━━━ PASSAGE
De la grandeur de l'âme - CHAPITRE XXXIII.

CHAPITRE XXXIV.

LA NATURE DIVINE EST SEULE PRÉFÉRABLE A LA NATURE DE L'AME. AUSSI L'HOMME NE DOIT ADORER QUE DIEU.

77. Tu viens d'entendre quelle est la force et la puissance de l'âme, et pour tout dire en un mot: de même que cette âme de l'homme n'est pas égale à Dieu, il faut l'avouer; ainsi doit-on présumer que rien de ce qu'il a créé ne se rapproche davantage de lui. Aussi nous enseigne-t-on divinement et magnifiquement dans l'Eglise catholique que «l'âme ne doit [318] adorer aucune créature, v (j'emploie plus volontiers ces paroles, car elles ont été employées quand ou m'a insinué cette doctrine) mais uniquement le Créateur même de toutes choses, de qui, par qui et en qui elles sont toutes, c'est-à-dire le principe immuable, l'immuable sagesse, l'immuable amour, le Dieu unique, véritable et parfait, qui n'a jamais été sans exister, qui existera toujours, qui jamais n'a été et ne sera jamais autrement: rien n'est plus caché ni plus présent que lui; on découvre difficilement où il est, plus difficilement où il n'est pas; tous ne peuvent être avec lui et nul ne peut être sans lui. Que dire encore de plus incroyable? C'est ce que notre humanité peut affirmer plus légitimement et plus convenablement de lui.

C'est donc ce grand Dieu que seul l'âme doit adorer sans distinction et sans confusion. En effet tout ce que l'âme adore comme étant Dieu elle doit nécessairement le considérer comme étant supérieur à elle-même. Or ni la terre, ni les mers, ni les astres, ni le soleil, ni la lune, ni rien de ce que nous pouvons toucher, ou voir de nos yeux, ni même le ciel où ne peuvent s'élever nos regards ne doivent être estimés au-dessus de la nature de l'âme. Que dis-je? la raison démontre avec certitude que tout cela est bien inférieur à une âme quelle qu'elle soit; pourvu néanmoins que par amour de la vérité on la suive avec une inébranlable constance et une fidélité à toute épreuve, quand elle mène à travers des chemins inaccoutumés et par conséquent ardus.

78. Outre ces créatures qui tombent sous nos sens, qui occupent un espace quelconque et sur lesquelles l'emporte sans contredit l'âme humaine, nous venons de le rappeler, s'il est autre chose dans l'univers créé par Dieu, c'est au-dessous de l'âme ou égal à elle; au-dessous, comme l'âme de la bête; égal, comme celle de l'ange. Mais il n'est rien au-dessus, et s'il y avait quelque chose, ce serait l'oeuvre du péché, non de la nature. Le péché cependant ne détériore pas l'âme jusqu'à la mettre au-dessous ni même au niveau de l'âme de la bête.
━━━━━━
• [CONSIGNES]
a) Résumez en quelques phrases le paragraphe du passage qui commence par « Outre ces créatures qui tombent sous nos sens ».
b) Recopiez mot pour mot la partie du passage comprise entre « De la grandeur » et « ADORER QUE DIEU. », ces deux extraits inclus.
Les enregistrements ci-dessous proviennent d'une autre source que le passage.
━━━ DONNÉES FOURNIES
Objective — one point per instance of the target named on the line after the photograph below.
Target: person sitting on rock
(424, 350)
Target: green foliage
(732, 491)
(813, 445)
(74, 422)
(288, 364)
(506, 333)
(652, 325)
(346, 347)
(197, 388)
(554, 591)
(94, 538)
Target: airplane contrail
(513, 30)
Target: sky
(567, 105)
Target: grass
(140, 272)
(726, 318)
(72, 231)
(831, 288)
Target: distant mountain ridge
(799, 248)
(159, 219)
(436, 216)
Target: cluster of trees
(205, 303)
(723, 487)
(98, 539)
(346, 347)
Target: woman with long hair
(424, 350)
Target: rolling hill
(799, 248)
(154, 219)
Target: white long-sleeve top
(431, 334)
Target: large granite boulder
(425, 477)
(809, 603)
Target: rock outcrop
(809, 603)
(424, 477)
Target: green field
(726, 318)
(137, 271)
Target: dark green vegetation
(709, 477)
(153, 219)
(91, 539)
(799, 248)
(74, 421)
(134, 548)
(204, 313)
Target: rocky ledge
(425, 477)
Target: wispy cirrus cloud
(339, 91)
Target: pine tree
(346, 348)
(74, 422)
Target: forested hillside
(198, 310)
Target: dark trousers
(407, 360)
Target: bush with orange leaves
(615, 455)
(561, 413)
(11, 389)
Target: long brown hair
━━━━━━
━━━ DONNÉES FOURNIES
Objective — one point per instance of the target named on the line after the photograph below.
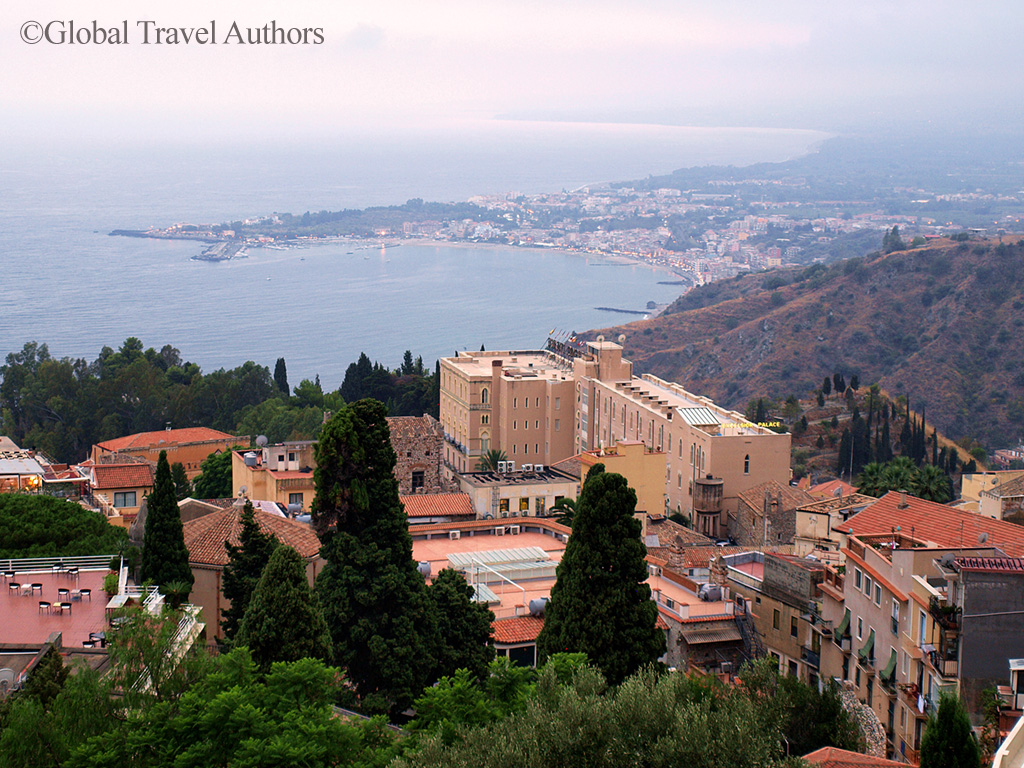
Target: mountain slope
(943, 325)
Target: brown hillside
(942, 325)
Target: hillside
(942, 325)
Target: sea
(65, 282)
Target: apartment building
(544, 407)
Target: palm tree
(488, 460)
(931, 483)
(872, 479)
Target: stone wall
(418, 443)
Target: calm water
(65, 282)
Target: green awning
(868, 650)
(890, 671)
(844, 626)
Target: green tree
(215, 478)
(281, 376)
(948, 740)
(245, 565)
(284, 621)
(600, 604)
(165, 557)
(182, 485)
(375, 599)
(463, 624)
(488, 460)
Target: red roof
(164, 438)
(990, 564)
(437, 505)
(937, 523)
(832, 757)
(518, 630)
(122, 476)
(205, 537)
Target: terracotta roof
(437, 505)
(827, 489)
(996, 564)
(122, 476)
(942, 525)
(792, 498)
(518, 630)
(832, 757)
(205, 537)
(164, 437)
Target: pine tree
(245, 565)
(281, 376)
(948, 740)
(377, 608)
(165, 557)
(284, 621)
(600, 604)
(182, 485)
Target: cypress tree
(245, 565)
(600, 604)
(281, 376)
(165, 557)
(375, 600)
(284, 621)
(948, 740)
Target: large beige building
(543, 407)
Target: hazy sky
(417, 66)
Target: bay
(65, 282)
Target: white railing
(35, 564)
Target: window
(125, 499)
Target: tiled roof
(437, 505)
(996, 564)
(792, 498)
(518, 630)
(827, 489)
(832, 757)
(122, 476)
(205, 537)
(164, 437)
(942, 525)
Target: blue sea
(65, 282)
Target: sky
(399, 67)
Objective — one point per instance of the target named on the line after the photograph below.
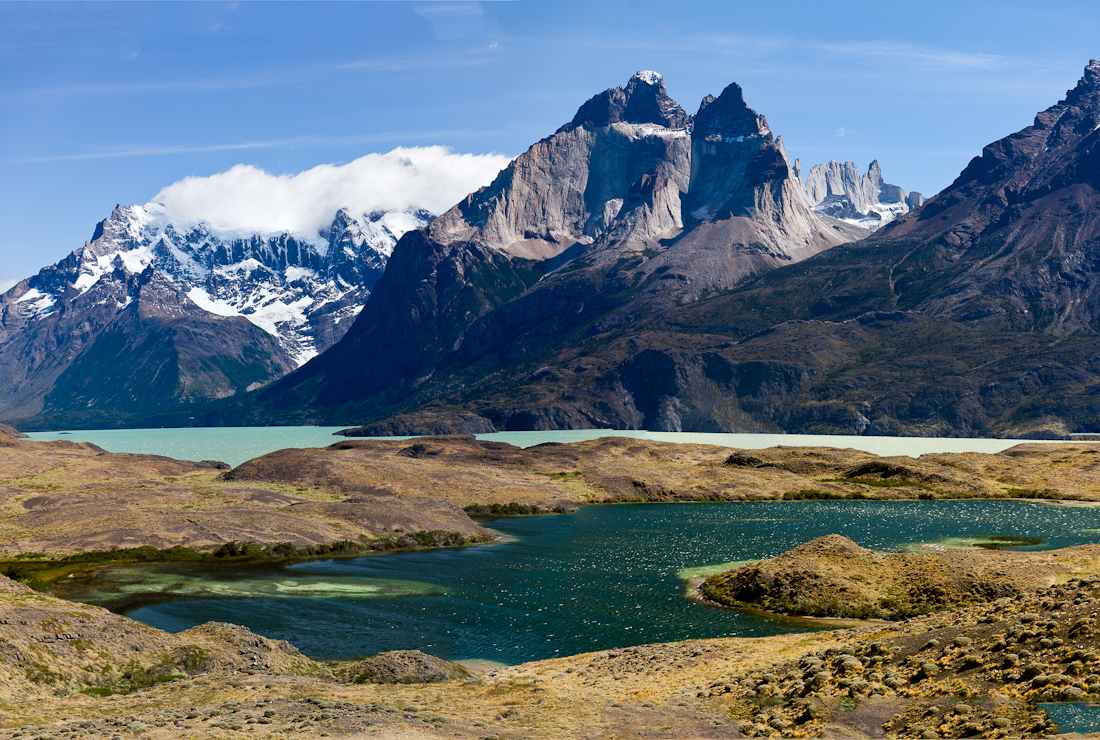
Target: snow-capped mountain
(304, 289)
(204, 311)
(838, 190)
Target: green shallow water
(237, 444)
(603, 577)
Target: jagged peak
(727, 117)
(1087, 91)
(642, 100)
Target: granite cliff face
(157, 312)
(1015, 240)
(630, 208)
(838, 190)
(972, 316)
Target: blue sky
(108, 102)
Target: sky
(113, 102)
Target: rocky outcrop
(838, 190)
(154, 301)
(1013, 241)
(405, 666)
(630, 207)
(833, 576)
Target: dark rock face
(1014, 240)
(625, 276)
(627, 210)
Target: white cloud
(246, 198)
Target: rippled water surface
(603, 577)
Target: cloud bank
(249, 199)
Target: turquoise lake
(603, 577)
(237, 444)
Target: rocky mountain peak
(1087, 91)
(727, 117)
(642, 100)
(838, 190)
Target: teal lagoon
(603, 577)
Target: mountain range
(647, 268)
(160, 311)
━━━━━━
• [RÉPONSES PAR CONSIGNE]
a) En dehors des créatures sensibles qui occupent un espace, et que l'âme humaine surpasse, tout ce que Dieu a créé est soit inférieur à l'âme, comme l'âme de la bête, soit égal à elle, comme celle de l'ange. Rien ne lui est supérieur. Si quelque chose l'était, ce serait l'œuvre du péché et non de la nature. Le péché ne rabaisse pourtant pas l'âme au-dessous de l'âme de la bête, ni même à son niveau.

b)
De la grandeur de l'âme - CHAPITRE XXXIII.

CHAPITRE XXXIV.

LA NATURE DIVINE EST SEULE PRÉFÉRABLE A LA NATURE DE L'AME. AUSSI L'HOMME NE DOIT ADORER QUE DIEU.